## Begin PAGE EXTRACT
Cash flows from financing activities include an increase in short-term borrowings of $6.3 million. These proceeds were principally used to repay long-term debt of $3.2 million and to fund the difference between the amounts expended for investing activities and the amounts achieved in cash flow from operations.
CRITICAL ACCOUNTING POLICIES
The preparation of the Company’s financial statements, in conformity with accounting principles generally accepted in the United States of America, requires management to make estimates and assumptions that affect the reported amounts of assets and liabilities and disclosure of contingent assets and liabilities at the date of the financial statements and the reported amounts of revenues and expenses during the reporting period. Actual results could differ from those estimates. The following is a summary of the Company’s most critical accounting policies, which are defined as those policies in which judgments or uncertainties could materially affect the application of those policies. For a complete discussion of the Company’s significant policies, refer to the attached financial statements and Note 1: Summary of Significant Accounting Policies.
Regulatory Accounting –The Company is a regulated utility and its principal business is the distribution of electricity and natural gas. Accordingly, the Company uses the provisions of Statement of Financial Accounting Standards (SFAS) No. 71, “Accounting for the Effects of Certain Types of Regulation.” In accordance with SFAS No. 71, the Company has recorded Regulatory Assets and Regulatory Liabilities which will be recovered in future electric and gas retail rates. As a regulated utility, the company’s utility investments and operating costs are subject to periodic review by State and Federal regulatory authorities and may be subject to disallowance or adjustment for recovery from ratepayers. The Company also has commitments under long-term contracts for the purchase of electricity from various suppliers. The annual costs under these contracts are included in Fuel and Purchased Power and Gas Purchased for Resale in the Consolidated Statements of Earnings and these costs are recoverable in current and future rates under various orders issued by state and federal regulators.
## End PAGE EXTRACT
## Begin DATASET EXCERPTS
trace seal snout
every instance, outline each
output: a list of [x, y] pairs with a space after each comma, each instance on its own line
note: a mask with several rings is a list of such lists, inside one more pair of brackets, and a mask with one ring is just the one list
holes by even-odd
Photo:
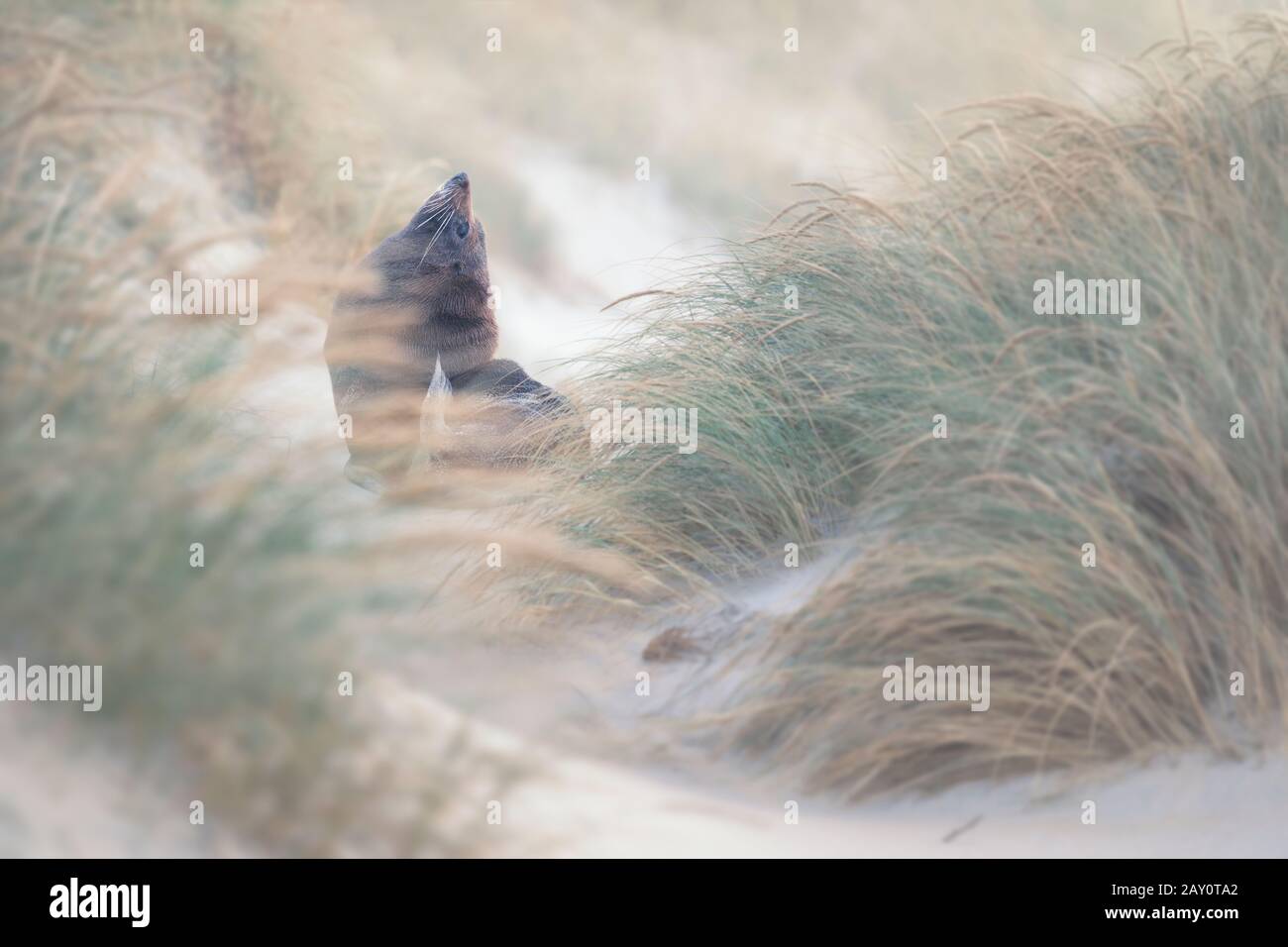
## End DATASET EXCERPTS
== TO DO ==
1. Using the financial passage, answer these questions:
(a) By how much did short-term borrowings increase?
(b) What is the Company's principal business?
(c) Which accounting standard does the Company use as a regulated utility?
2. Copy the financial passage from "Cash flows from" up to and including "flow from operations.".

== TASK RESPONSES ==
1.
(a) $6.3 million
(b) The distribution of electricity and natural gas
(c) Statement of Financial Accounting Standards (SFAS) No. 71, "Accounting for the Effects of Certain Types of Regulation"

2.
Cash flows from financing activities include an increase in short-term borrowings of $6.3 million. These proceeds were principally used to repay long-term debt of $3.2 million and to fund the difference between the amounts expended for investing activities and the amounts achieved in cash flow from operations.